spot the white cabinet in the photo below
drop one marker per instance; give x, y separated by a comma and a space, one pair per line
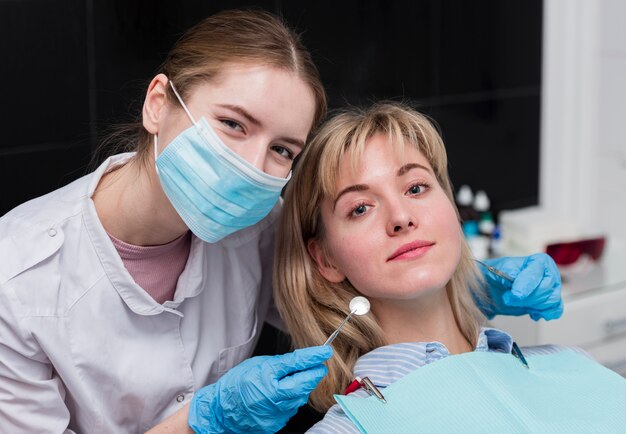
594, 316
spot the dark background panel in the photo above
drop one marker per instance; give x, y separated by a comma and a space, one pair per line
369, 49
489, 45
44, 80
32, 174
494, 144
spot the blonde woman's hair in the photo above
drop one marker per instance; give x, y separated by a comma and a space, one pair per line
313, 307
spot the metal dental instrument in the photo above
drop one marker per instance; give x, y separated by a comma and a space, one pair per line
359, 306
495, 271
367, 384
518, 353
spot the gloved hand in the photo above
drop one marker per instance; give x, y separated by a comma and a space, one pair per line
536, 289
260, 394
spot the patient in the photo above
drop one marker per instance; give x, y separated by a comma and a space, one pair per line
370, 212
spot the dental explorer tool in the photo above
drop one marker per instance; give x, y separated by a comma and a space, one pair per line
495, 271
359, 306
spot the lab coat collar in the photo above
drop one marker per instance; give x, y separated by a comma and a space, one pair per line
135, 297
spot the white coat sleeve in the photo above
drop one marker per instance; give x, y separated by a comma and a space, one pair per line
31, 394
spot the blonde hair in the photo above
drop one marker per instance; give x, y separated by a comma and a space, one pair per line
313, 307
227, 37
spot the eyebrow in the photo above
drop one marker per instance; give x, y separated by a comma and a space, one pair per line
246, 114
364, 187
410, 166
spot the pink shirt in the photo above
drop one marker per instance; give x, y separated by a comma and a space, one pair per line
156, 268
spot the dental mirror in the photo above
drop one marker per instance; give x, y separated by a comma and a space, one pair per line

.....

**Task prompt**:
Give the entries again exactly. Pictures stay out.

**Result for this exercise**:
spot the white cabinet in the photo below
drop one marker per instance; give x, y separated by a comma and a space, one pair per line
594, 316
spot the dark background panel in the photo above
drop one marker per instance; give x, y separated by a comma and a space, one pair per line
369, 49
489, 45
44, 80
32, 174
494, 144
spot the blonde woman's hair in the photo above
drop one marker per instance; give x, y separated by a comma and a space, one pair per line
313, 307
spot the metal dental instrument in the photo above
drop one marker per instance; give x, y separated by a comma and a space, one pair per line
359, 306
495, 271
367, 384
518, 353
spot the gloved hand in the photo above
drop one marker per instance; give x, y separated by a comma and a space, one pair per line
536, 289
260, 394
spot the patient in the photo above
drop one marker per instance; give x, y separated by a comma and a space, one pair per line
370, 212
spot the dental explorer tool in the photo above
drop one marker per instance; give x, y separated by a comma and a space, one pair per line
495, 271
359, 306
spot the lab coat collar in the photo above
drop one marker per instance; give x, y separated by a comma and a space, one pair per line
135, 297
spot the white coat sleeve in the photo above
drop one marker per instance; give x, y separated by a comma and a space, one pair per line
31, 394
spot the blonde hair in the photo above
drop one marker per instance; give x, y separated by a comma and a space, one pair per line
313, 307
227, 37
spot the eyebrow in the photo above
drop one marker per instance; give x, y separated by a comma and a space, one pair per line
246, 114
364, 187
410, 166
spot the pink shirt in the photo above
drop one marker per instance; give x, y separated by a comma and a space, one pair per line
156, 268
spot the dental mirror in the photo above
drop one marker per instance; give x, y separated by a comma and a space, one pair per line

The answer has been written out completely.